# [Stated problem]
Set out the material below as a numbered list, one item per line, skipping blank lines and leaving out the picture.

# [Data for this task]
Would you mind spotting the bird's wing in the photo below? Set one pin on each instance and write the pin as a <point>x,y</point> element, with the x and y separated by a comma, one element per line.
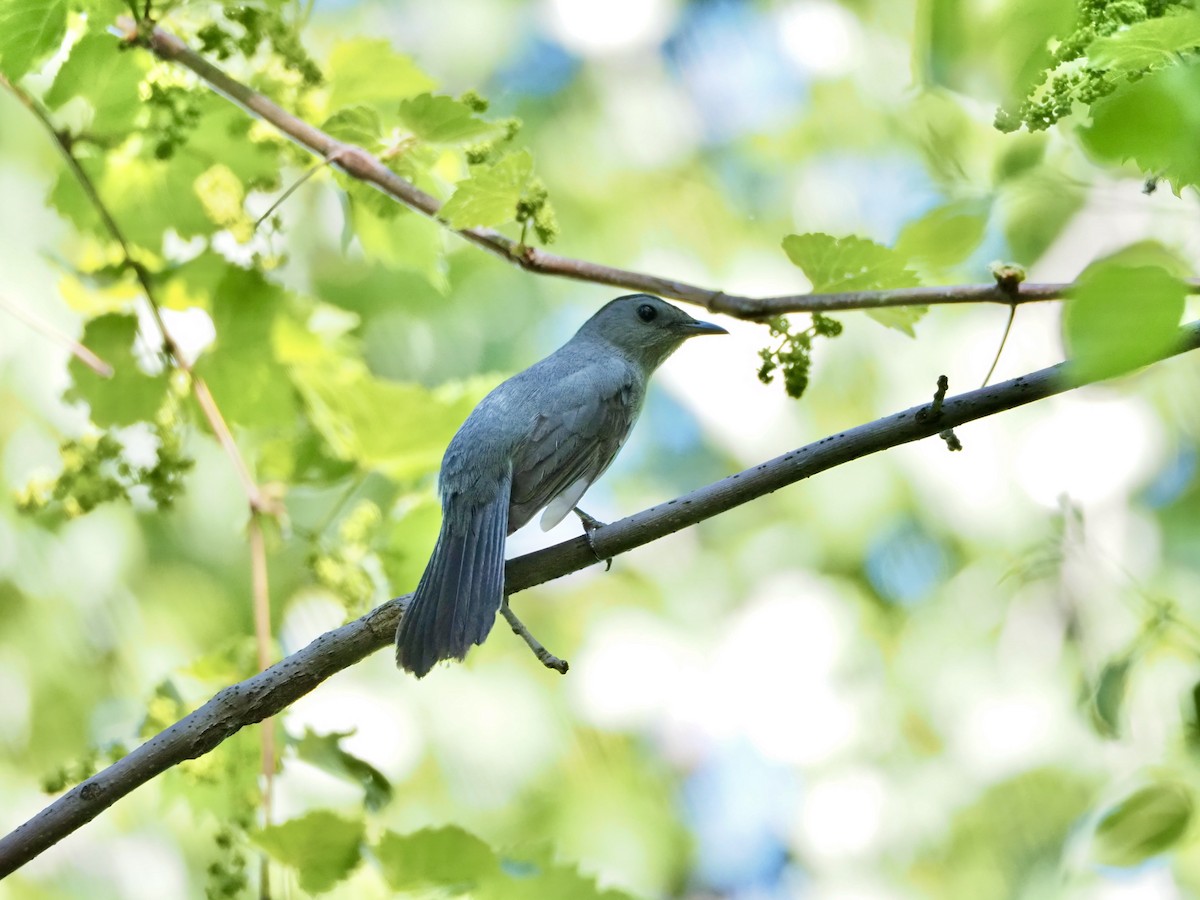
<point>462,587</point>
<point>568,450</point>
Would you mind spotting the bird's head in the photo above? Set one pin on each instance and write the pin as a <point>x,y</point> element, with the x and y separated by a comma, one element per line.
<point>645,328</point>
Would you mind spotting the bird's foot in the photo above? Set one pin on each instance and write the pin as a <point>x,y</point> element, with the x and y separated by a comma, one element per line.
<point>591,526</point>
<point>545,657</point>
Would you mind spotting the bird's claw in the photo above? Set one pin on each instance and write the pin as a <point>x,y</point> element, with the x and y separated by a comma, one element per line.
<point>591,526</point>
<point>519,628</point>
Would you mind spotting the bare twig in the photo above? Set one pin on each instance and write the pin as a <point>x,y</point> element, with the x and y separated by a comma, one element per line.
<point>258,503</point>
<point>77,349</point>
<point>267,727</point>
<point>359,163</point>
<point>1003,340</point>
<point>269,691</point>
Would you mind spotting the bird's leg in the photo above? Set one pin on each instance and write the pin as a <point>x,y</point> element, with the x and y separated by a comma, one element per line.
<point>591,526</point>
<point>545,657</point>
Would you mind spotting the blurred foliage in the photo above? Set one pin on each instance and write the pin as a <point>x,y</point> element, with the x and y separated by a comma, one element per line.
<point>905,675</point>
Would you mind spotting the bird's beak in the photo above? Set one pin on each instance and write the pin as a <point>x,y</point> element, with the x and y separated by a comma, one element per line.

# [Answer to this task]
1. Would you mind spotting the bird's wing in the photo below? Set one pin on each instance and write the pin as a <point>x,y</point> element, with the x and y separated by a comma, one element per line.
2. <point>462,587</point>
3. <point>568,450</point>
4. Would you mind spotting the bird's head in the photo above? Set one pin on each instance and write the pin as a <point>x,y</point> element, with the x and y separated by a comma, one element per line.
5. <point>645,328</point>
6. Would you mind spotting the bird's foot in the photo above? Set one pin on each instance and write the pin as a <point>x,y</point> element, with the x and y separated by a comma, one element per line.
7. <point>591,526</point>
8. <point>545,657</point>
9. Would you mind spotting the bird's claw in the photo above? Set one pin on each instance and write the pin as a <point>x,y</point> element, with the x and y separated by a comma, one element per line.
10. <point>591,526</point>
11. <point>519,628</point>
12. Would you mind spotting the bare twig in the photo above? Set one pin on each instance and write the pin as a <point>x,y</point> element, with the x and y separated by a comma, one element per line.
13. <point>258,503</point>
14. <point>77,349</point>
15. <point>267,727</point>
16. <point>359,163</point>
17. <point>1003,340</point>
18. <point>269,691</point>
19. Would you mind spotting the bird's leg in the photo above? Set one pin on each instance and write the pin as a <point>x,y</point> element, with the x and y separated by a comma, one element per line.
20. <point>591,526</point>
21. <point>545,657</point>
22. Would you mind spotting the blurred foliage in the photo above? Set one pin on each instance and write the pin as a <point>x,y</point> element, with the x and y separated by a comma, one element per line.
23. <point>905,675</point>
24. Would you mind spotting the bird's beak in the photo above? Set one pin on each instance and write the pin as a <point>x,y</point> element, with the x and y separated by a comma, one element per line.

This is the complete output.